# DATENAUSZÜGE:
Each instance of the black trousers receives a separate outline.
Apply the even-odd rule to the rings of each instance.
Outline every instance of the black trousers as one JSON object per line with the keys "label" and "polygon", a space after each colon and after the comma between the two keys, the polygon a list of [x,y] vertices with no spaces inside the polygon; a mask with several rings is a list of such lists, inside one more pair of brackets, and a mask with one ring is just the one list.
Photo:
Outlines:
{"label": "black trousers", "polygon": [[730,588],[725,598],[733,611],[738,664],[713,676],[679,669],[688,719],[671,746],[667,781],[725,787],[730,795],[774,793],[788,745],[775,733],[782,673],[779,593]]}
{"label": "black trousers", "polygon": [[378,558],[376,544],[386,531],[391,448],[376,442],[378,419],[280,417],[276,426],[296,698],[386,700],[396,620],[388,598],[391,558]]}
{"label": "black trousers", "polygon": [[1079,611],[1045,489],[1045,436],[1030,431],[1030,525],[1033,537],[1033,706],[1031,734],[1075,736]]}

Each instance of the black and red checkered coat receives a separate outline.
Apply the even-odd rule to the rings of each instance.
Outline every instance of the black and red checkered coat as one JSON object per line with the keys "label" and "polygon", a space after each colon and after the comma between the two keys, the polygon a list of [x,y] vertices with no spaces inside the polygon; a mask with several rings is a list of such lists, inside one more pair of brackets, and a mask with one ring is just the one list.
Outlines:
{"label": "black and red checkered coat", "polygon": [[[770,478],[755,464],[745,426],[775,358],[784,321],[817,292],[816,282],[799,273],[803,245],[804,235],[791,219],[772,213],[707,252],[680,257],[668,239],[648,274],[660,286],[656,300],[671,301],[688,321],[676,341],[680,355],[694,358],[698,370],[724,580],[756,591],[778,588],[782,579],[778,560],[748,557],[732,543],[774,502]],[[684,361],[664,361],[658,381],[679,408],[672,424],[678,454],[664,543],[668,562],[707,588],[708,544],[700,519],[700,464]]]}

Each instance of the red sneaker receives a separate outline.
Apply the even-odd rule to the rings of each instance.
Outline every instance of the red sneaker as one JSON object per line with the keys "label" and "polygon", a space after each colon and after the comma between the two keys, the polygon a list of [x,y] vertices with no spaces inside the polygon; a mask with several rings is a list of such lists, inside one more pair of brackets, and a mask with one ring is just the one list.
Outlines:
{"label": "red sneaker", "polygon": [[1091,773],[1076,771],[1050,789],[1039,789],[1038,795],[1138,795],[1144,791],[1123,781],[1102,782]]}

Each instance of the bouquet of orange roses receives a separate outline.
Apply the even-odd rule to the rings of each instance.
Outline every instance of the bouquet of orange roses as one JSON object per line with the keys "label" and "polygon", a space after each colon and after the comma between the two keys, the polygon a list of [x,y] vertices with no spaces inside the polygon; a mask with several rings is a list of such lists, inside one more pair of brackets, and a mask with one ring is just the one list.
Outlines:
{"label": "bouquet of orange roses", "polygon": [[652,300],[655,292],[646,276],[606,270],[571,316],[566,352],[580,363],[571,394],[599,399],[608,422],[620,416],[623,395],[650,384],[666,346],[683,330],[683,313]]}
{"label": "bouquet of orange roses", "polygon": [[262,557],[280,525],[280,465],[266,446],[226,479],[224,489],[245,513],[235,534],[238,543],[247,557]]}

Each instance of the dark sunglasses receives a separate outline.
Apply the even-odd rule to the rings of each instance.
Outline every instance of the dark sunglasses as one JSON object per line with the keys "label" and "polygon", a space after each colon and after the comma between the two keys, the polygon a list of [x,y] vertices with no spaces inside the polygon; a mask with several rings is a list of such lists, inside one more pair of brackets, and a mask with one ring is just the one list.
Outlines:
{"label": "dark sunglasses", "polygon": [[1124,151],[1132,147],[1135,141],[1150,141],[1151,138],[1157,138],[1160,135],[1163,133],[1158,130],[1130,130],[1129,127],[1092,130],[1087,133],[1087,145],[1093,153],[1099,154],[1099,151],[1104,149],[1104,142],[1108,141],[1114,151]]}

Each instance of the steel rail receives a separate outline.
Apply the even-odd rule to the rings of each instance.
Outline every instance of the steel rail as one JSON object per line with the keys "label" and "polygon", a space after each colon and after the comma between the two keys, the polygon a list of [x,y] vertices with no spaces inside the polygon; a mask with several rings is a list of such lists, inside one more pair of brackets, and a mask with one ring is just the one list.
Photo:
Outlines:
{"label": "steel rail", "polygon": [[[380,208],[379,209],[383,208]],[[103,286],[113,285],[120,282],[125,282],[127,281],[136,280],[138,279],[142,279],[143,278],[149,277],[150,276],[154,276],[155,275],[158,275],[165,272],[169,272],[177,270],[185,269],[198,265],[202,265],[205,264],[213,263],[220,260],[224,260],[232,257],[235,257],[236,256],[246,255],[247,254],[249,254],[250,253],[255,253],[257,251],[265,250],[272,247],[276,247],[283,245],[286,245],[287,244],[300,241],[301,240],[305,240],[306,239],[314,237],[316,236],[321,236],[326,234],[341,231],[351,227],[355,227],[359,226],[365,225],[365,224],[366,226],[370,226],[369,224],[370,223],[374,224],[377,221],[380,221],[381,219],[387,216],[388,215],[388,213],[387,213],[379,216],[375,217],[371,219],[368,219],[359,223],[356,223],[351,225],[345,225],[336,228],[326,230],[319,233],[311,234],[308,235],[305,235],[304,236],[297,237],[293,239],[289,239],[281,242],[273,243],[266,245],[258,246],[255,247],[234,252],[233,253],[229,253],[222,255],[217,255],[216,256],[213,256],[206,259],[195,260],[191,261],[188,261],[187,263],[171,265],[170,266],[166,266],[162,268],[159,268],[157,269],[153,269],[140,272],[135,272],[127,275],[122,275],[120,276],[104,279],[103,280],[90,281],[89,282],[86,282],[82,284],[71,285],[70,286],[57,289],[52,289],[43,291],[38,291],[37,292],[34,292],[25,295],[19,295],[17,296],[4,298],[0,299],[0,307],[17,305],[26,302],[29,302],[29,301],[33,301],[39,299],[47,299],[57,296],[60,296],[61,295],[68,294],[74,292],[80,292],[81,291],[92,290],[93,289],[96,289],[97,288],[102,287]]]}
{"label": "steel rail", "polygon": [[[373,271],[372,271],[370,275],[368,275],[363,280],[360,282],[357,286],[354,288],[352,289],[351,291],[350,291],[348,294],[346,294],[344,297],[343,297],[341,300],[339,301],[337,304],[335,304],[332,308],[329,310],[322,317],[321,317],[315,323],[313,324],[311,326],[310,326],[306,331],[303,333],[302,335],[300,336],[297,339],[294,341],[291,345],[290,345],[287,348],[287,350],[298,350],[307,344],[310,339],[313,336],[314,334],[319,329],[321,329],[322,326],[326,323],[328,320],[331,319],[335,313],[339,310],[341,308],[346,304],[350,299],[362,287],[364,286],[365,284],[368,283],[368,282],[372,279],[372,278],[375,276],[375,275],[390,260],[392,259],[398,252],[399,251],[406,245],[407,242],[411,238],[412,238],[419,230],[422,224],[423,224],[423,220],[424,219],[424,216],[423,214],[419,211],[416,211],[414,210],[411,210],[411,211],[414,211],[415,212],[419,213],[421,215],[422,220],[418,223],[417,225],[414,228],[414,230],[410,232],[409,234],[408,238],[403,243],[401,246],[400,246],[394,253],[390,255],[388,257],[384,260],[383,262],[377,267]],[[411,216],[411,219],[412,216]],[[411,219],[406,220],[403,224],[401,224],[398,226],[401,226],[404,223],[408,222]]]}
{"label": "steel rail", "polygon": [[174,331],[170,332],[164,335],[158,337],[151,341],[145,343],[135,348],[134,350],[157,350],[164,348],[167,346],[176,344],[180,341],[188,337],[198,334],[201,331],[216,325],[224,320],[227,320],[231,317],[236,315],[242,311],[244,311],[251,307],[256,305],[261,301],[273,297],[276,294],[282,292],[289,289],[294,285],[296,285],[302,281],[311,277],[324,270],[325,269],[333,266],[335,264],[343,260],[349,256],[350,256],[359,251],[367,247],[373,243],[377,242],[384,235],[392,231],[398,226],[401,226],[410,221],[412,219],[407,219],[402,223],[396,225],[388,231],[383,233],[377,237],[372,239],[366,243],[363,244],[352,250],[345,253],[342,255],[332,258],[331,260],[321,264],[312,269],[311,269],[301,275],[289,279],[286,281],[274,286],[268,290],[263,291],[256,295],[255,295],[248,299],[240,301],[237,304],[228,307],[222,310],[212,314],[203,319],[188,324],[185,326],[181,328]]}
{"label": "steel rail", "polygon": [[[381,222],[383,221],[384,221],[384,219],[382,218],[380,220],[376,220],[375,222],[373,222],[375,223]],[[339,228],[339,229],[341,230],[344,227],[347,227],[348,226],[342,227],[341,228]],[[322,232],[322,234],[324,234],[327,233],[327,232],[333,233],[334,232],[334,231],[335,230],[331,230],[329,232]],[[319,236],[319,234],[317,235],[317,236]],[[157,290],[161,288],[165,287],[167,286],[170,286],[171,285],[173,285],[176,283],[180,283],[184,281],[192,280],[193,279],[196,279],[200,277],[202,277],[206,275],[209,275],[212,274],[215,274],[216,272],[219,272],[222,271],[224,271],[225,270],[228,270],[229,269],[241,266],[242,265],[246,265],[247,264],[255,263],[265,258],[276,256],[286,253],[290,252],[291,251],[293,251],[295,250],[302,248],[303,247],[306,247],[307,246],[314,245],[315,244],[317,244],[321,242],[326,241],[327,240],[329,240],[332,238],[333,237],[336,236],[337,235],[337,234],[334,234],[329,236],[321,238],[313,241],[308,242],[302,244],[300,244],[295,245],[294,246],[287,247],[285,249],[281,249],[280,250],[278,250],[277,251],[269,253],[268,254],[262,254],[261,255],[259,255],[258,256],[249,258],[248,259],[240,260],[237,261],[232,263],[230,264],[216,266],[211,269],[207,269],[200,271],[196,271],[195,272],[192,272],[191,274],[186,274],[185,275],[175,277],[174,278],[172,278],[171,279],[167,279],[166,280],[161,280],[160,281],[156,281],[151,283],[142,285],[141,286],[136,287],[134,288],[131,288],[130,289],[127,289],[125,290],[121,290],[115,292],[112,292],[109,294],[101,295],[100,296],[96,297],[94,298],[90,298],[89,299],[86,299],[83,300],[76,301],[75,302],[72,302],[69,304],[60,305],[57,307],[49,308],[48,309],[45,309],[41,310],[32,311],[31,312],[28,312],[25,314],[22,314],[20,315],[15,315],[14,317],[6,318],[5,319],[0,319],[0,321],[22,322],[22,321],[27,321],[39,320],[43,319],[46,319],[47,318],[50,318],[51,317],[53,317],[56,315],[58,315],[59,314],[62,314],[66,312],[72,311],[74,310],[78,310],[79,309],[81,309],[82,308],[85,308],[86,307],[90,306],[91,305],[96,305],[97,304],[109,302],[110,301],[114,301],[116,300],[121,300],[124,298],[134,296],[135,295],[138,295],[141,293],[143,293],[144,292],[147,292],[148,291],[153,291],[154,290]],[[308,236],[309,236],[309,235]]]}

# AUFGABENBESCHREIBUNG:
Nenne bitte nur die Anzahl der Zeilen in den Daten oben, die das Wort „receives“ enthalten.

# ERGEBNIS:
6